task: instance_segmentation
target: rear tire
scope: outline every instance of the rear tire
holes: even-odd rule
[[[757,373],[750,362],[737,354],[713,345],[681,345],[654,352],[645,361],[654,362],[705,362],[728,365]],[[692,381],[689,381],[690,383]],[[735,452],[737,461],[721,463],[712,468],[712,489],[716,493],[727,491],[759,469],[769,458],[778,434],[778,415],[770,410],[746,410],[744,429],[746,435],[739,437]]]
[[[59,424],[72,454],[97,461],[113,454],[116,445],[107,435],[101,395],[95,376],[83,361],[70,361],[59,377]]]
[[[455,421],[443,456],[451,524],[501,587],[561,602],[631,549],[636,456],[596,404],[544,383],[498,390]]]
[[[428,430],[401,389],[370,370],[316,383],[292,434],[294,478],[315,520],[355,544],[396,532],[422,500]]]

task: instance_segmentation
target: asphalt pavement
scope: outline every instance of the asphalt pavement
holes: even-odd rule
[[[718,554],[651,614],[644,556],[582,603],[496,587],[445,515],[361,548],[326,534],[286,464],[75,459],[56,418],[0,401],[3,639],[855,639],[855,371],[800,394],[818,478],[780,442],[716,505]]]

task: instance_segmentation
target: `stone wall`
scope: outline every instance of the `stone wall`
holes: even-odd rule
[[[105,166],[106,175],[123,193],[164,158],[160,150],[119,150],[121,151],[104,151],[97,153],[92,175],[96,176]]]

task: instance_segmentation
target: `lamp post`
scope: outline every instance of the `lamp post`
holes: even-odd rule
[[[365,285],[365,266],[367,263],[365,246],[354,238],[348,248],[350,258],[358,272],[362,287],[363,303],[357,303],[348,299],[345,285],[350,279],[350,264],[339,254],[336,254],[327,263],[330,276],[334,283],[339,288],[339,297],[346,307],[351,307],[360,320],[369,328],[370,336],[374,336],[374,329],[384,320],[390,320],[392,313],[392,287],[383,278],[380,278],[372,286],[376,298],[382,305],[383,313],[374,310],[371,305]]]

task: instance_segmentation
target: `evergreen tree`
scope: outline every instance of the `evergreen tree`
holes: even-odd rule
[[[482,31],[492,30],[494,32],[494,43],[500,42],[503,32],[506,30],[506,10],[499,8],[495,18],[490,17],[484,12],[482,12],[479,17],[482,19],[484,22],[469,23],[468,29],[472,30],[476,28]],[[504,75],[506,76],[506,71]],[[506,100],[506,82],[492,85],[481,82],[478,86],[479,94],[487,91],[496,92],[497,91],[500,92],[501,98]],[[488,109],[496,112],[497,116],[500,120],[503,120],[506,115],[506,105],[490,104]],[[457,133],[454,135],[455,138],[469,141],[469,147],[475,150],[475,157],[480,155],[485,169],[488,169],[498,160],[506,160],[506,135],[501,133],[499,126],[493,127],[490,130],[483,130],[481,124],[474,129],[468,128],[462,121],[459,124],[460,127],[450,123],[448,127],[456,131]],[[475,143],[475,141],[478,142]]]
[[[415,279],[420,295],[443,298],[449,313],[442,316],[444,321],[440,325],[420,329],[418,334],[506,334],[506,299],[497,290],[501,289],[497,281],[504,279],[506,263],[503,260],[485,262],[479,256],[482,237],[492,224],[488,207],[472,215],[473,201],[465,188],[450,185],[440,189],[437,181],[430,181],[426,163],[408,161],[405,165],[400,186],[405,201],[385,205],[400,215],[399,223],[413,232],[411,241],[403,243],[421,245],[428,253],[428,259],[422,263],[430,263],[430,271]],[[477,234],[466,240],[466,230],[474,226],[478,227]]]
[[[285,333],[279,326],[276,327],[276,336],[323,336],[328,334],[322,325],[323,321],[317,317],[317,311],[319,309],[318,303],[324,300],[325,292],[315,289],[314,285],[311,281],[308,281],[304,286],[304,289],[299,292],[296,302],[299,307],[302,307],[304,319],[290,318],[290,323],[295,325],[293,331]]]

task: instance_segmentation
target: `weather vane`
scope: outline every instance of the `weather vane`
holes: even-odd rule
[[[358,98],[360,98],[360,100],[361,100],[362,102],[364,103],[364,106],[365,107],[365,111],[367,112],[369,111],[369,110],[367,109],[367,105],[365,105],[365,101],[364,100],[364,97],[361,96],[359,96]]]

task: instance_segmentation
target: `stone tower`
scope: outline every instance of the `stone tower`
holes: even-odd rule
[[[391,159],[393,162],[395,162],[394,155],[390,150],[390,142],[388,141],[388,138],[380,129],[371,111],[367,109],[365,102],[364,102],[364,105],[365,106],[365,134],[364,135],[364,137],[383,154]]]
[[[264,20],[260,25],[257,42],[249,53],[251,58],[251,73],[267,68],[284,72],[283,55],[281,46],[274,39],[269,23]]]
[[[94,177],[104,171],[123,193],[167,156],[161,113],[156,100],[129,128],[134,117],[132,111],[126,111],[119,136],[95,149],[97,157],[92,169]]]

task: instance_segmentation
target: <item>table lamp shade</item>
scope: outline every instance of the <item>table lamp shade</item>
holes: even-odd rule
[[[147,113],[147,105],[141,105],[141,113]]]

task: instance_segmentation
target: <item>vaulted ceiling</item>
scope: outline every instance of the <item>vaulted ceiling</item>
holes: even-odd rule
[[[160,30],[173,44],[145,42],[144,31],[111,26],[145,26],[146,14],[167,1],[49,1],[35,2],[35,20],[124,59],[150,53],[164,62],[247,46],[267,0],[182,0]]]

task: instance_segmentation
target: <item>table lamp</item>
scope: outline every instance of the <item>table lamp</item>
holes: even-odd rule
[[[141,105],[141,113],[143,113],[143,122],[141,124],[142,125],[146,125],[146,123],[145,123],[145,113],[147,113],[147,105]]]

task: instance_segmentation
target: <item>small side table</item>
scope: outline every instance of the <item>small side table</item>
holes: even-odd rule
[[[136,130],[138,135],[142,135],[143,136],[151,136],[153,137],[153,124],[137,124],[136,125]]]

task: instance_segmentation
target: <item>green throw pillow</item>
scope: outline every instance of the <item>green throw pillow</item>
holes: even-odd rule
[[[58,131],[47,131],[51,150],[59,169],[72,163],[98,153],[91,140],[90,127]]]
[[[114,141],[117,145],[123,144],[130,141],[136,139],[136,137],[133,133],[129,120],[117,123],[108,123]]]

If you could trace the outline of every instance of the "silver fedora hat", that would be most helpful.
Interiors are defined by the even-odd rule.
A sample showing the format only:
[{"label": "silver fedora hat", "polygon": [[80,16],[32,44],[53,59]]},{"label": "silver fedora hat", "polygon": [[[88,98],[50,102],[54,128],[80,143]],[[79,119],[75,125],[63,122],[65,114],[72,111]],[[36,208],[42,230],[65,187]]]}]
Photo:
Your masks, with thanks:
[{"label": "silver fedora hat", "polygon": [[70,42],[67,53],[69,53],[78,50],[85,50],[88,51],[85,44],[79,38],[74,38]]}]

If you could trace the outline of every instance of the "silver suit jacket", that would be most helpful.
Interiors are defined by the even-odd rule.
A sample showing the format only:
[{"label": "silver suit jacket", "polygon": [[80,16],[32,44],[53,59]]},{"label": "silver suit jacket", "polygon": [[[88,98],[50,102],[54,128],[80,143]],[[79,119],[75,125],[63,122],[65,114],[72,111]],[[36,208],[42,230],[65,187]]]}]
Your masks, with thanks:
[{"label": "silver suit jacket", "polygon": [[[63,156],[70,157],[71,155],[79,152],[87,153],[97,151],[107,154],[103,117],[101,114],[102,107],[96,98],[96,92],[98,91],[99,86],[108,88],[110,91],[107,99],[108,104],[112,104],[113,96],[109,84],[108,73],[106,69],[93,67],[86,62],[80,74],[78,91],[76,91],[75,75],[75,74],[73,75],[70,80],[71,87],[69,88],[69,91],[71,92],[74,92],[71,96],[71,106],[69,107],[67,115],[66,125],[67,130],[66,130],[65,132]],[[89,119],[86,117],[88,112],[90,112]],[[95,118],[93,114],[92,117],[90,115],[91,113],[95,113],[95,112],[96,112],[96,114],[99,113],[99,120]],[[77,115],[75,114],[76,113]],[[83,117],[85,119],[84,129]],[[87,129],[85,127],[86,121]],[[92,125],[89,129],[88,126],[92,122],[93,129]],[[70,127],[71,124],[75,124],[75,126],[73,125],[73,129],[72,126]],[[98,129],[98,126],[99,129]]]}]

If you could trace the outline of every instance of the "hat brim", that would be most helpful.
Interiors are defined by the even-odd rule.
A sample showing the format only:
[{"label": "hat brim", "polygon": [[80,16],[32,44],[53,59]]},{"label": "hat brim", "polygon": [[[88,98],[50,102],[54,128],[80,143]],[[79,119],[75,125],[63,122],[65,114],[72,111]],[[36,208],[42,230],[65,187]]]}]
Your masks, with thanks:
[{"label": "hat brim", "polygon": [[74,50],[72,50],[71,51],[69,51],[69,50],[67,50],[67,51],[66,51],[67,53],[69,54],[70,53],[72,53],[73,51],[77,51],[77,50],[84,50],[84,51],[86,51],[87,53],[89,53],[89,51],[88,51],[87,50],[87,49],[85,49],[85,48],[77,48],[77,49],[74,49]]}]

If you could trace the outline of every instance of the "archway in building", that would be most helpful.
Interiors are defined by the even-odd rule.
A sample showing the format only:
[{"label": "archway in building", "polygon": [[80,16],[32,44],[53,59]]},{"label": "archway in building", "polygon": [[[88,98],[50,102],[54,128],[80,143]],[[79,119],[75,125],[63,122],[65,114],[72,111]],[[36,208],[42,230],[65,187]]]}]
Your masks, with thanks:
________________________
Please collect every line of the records above that contains the word "evergreen", and copy each one.

*The reply:*
target: `evergreen tree`
scope: outline every instance of the `evergreen tree`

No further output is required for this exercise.